Assignment: Reproduce a stretch of the screenshots and PDFs page below, beginning at the words "Pydoll supports three" and stopping after "await tab.take_screenshot('screenshot.jpeg', quality=85)".

Passage to read:
%%

Screenshots and PDFs

Pydoll provides powerful screenshot and PDF generation capabilities through direct Chrome DevTools Protocol commands. Capture full pages, specific elements, or generate PDFs with fine-grained control.

Screenshots

Basic Page Screenshot

import asyncio
from pydoll.browser.chromium import Chrome

async def take_page_screenshot():
    async with Chrome() as browser:
        tab = await browser.start()
        await tab.go_to('https://example.com')

        # Save screenshot to file
        await tab.take_screenshot('page.png', quality=100)

asyncio.run(take_page_screenshot())

Supported Formats

Pydoll supports three image formats based on file extension:

# PNG format (lossless, larger file size)
await tab.take_screenshot('screenshot.png', quality=100)

# JPEG format (lossy, smaller file size)
await tab.take_screenshot('screenshot.jpeg', quality=85)

# WebP format (modern, efficient)
await tab.take_screenshot('screenshot.webp', quality=90)

Format Detection

The image format is automatically determined by the file extension. Using an unsupported extension raises InvalidFileExtension.

%%

Data extract:
%%

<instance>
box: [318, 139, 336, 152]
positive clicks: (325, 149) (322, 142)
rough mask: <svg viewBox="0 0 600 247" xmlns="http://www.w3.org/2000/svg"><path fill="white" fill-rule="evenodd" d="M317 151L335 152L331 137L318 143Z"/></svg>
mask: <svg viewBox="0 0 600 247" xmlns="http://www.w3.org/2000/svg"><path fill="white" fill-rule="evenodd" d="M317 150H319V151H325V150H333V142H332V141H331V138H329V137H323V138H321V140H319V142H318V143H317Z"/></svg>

%%

Completed task:
Pydoll supports three image formats based on file extension:

# PNG format (lossless, larger file size)
await tab.take_screenshot('screenshot.png', quality=100)

# JPEG format (lossy, smaller file size)
await tab.take_screenshot('screenshot.jpeg', quality=85)